— DATA RECORDS —
..............................

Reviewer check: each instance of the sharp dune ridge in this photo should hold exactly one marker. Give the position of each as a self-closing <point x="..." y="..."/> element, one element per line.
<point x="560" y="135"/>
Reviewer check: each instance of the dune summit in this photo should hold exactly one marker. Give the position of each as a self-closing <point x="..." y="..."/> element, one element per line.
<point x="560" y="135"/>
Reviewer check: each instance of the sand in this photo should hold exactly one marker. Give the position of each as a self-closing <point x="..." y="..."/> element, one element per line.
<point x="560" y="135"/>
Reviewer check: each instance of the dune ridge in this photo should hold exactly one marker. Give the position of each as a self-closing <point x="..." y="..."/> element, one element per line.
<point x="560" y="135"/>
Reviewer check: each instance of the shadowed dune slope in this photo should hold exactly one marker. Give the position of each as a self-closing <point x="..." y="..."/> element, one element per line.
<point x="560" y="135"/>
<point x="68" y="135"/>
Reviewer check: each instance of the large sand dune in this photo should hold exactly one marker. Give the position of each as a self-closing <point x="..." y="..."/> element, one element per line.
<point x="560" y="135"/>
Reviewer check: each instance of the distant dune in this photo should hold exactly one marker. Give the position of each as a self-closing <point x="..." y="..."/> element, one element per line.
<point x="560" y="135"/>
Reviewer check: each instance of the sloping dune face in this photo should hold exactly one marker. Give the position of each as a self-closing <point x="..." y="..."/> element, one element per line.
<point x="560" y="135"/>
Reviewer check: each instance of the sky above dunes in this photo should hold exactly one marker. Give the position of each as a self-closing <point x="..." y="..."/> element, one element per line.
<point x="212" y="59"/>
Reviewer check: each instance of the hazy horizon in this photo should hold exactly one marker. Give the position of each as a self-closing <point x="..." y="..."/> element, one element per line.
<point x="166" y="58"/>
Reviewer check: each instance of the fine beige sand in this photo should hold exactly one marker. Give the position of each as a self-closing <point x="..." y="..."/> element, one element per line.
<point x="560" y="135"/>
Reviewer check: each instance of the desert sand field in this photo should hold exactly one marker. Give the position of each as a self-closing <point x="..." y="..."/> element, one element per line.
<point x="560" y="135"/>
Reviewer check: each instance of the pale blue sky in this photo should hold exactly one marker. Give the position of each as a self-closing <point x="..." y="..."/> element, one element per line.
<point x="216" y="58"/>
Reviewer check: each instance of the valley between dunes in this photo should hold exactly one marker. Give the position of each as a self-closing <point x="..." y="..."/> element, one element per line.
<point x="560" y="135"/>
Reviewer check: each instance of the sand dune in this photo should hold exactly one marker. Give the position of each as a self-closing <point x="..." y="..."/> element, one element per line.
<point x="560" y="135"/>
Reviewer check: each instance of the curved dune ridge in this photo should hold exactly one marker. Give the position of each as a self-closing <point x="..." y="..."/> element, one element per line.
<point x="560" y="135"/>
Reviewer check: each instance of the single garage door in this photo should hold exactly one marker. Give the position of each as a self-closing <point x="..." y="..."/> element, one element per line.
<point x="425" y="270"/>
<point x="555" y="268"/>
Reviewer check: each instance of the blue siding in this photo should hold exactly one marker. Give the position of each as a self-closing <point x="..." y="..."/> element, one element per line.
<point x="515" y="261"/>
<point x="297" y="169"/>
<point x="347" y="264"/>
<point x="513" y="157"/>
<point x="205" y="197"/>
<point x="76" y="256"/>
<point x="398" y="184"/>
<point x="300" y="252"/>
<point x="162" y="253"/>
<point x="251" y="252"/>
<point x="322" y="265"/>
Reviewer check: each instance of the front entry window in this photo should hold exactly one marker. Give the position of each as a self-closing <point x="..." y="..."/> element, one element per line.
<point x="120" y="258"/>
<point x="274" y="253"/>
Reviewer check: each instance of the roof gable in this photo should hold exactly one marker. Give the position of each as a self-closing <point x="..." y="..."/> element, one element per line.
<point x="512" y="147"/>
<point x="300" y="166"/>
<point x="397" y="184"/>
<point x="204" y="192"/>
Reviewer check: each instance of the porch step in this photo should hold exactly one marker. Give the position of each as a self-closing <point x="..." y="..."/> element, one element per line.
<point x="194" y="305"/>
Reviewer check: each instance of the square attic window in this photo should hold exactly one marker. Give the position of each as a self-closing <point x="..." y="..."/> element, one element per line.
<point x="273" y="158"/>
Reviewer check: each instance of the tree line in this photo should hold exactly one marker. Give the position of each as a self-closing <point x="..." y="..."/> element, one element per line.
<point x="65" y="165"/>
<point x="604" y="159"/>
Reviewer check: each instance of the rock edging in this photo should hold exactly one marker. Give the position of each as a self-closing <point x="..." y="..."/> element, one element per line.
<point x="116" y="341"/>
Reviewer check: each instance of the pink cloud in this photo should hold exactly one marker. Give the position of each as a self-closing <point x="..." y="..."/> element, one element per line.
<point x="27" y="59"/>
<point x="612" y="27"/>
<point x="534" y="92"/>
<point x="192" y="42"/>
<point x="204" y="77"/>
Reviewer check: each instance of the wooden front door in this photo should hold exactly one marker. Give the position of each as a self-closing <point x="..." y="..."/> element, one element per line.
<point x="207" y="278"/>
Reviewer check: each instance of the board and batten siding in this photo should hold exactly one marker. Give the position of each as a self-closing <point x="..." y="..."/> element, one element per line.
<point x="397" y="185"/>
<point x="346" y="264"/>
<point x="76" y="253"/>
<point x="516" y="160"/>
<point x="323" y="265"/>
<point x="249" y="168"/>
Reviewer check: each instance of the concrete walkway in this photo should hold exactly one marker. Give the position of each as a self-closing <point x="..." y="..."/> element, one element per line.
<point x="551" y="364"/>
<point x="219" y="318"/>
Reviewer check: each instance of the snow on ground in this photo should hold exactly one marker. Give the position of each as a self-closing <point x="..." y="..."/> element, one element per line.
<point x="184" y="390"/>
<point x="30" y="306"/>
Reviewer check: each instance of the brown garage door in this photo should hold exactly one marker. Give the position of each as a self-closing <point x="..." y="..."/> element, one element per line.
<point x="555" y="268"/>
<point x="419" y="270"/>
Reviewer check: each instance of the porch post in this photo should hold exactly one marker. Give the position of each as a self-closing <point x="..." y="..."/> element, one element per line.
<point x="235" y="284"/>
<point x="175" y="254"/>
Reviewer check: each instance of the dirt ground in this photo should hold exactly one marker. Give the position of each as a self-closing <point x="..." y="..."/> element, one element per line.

..............................

Reproduce all of the data above word for word, keeping every line in its original order.

Reviewer check: each instance of the sharp dune ridge in this photo should hold exactly one marker. Give the position of each as a self-closing <point x="..." y="..."/> element, one element per line.
<point x="560" y="135"/>
Reviewer check: each instance of the dune summit in this photo should hold exactly one marker. Give the position of each as a self-closing <point x="..." y="..."/> element, one element per line.
<point x="560" y="135"/>
Reviewer check: each instance of the sand in this photo should hold exactly one marker. Give the position of each as a self-closing <point x="..." y="..."/> element, one element per line.
<point x="560" y="135"/>
Reviewer check: each instance of the dune ridge in this photo should hold exactly one marker. Give the position of each as a self-closing <point x="..." y="..."/> element, one element per line.
<point x="560" y="135"/>
Reviewer check: each instance of the shadowed dune slope in this photo should hold exactly one marker. Give the position of each as a self-closing <point x="..." y="..."/> element, one element per line.
<point x="560" y="135"/>
<point x="68" y="135"/>
Reviewer check: each instance of the large sand dune in this photo should hold exactly one marker. Give the position of each as a self-closing <point x="..." y="..."/> element, one element per line.
<point x="560" y="135"/>
Reviewer check: each instance of the distant dune in this photo should hold exactly one marker. Give the position of each as a self-closing <point x="..." y="..."/> element, one element per line.
<point x="560" y="135"/>
Reviewer check: each instance of the sloping dune face in this photo should hold exactly one marker. Give the position of each as a self-closing <point x="..." y="..."/> element, one element per line.
<point x="560" y="135"/>
Reviewer check: each instance of the sky above dunes in this photo should hold exactly one marker. Give the position of each as a self-closing <point x="..." y="..."/> element, one element per line.
<point x="212" y="59"/>
Reviewer check: each instance of the hazy horizon in this photo should hold exactly one marker. Give the position of each as a self-closing <point x="..." y="..."/> element, one element per line.
<point x="166" y="58"/>
Reviewer check: each instance of the fine beige sand in this photo should hold exactly one marker. Give the position of each as a self-closing <point x="..." y="..."/> element, one element per line.
<point x="560" y="135"/>
Reviewer check: each instance of the desert sand field in this photo should hold exactly one marker. Give the position of each as a self-closing <point x="..." y="..."/> element, one element per line.
<point x="560" y="135"/>
Reviewer check: each instance of the pale blue sky in this photo should hold exactly one marker. Give the position of each as a self-closing <point x="..." y="..."/> element, one element per line.
<point x="216" y="58"/>
Reviewer check: each instance of the valley between dunes in this photo should hold exactly one marker. Give the position of each as a self-closing <point x="..." y="..."/> element, one element per line.
<point x="560" y="135"/>
Reviewer check: each instance of the sand dune in this photo should hold exactly one marker. Give the position of each as a self-closing <point x="..." y="..."/> element, one element per line.
<point x="560" y="135"/>
Reviewer check: each instance of the curved dune ridge in this photo should hold exactly one marker. Give the position of each as a self-closing <point x="..." y="..."/> element, one element per line.
<point x="560" y="135"/>
Reviewer check: each instance of the single garage door in this photo should hold exactly one marker. Give the position of each as a self-closing <point x="..." y="..."/> element, one element per line.
<point x="425" y="270"/>
<point x="555" y="268"/>
Reviewer check: each instance of the blue siding in this photo should hold exactly one marker. Give the position of each as a self-closing <point x="..." y="..."/> element, one element per line.
<point x="515" y="261"/>
<point x="297" y="169"/>
<point x="347" y="264"/>
<point x="513" y="157"/>
<point x="205" y="197"/>
<point x="76" y="256"/>
<point x="398" y="184"/>
<point x="300" y="252"/>
<point x="162" y="253"/>
<point x="251" y="252"/>
<point x="322" y="265"/>
Reviewer check: each instance of the front entry window in this photo should hold exactly one marker. Give the position of each as a self-closing <point x="..." y="..."/> element, one element per line.
<point x="120" y="258"/>
<point x="274" y="253"/>
Reviewer check: each instance of the roof gable in this photo should hold exactly one marker. Give the position of each as a self-closing <point x="..." y="..."/> element, one element per line.
<point x="512" y="147"/>
<point x="300" y="166"/>
<point x="397" y="184"/>
<point x="204" y="192"/>
Reviewer check: each instance of the porch step in this photo should hold exactly one marker. Give the position of each as a self-closing <point x="..." y="..."/> element, one element per line.
<point x="194" y="305"/>
Reviewer check: each instance of the square attic window in this photo should hold exactly one marker. Give the position of each as a self-closing <point x="..." y="..."/> element, one element per line.
<point x="273" y="158"/>
Reviewer check: each instance of the tree line in this photo should hold exactly one marker. Give the position of each as a self-closing <point x="..." y="..."/> element, one element per line.
<point x="65" y="165"/>
<point x="604" y="159"/>
Reviewer check: each instance of the rock edging in this photo should hold exactly one marker. Give the position of each as a self-closing <point x="..." y="..."/> element, one element per line.
<point x="116" y="341"/>
Reviewer check: each instance of the pink cloud in this photo should hold exactly one marker. Give the position of each as a self-closing <point x="..." y="..."/> element, one element per line.
<point x="27" y="59"/>
<point x="612" y="27"/>
<point x="534" y="92"/>
<point x="192" y="42"/>
<point x="204" y="77"/>
Reviewer check: each instance of the wooden front door in this photo should hold exactly one marker. Give the position of each as a self-closing <point x="..." y="..."/> element, one element per line.
<point x="207" y="278"/>
Reviewer check: each instance of the board and batten siding in this photo should hold exactly one marker. Give the position of each as a self-closing <point x="..." y="..."/> element, one element per line.
<point x="397" y="185"/>
<point x="346" y="264"/>
<point x="76" y="253"/>
<point x="516" y="160"/>
<point x="323" y="265"/>
<point x="249" y="168"/>
Reviewer check: each instance of the concrete walkway in this photo should hold exactly one marker. Give the position of each as a self-closing <point x="..." y="..."/> element, one element per line.
<point x="551" y="364"/>
<point x="219" y="318"/>
Reviewer check: each instance of the snow on ground in this photo should hold exactly one marker. Give the position of each as a self-closing <point x="..." y="..."/> element, one element per line.
<point x="184" y="390"/>
<point x="30" y="306"/>
Reviewer check: each instance of the brown garage door in this photo should hold exactly one marker. Give the position of each as a self-closing <point x="..." y="..."/> element, one element per line.
<point x="555" y="268"/>
<point x="419" y="270"/>
Reviewer check: each instance of the porch post in this photo should hold exactly one marker. Give the position of each as a self-closing <point x="..." y="..."/> element, one element per line.
<point x="235" y="284"/>
<point x="175" y="254"/>
Reviewer check: each instance of the dirt ground in this photo should hold exactly one marker. Give the position of each as a self-closing <point x="..." y="..."/> element, one element per line.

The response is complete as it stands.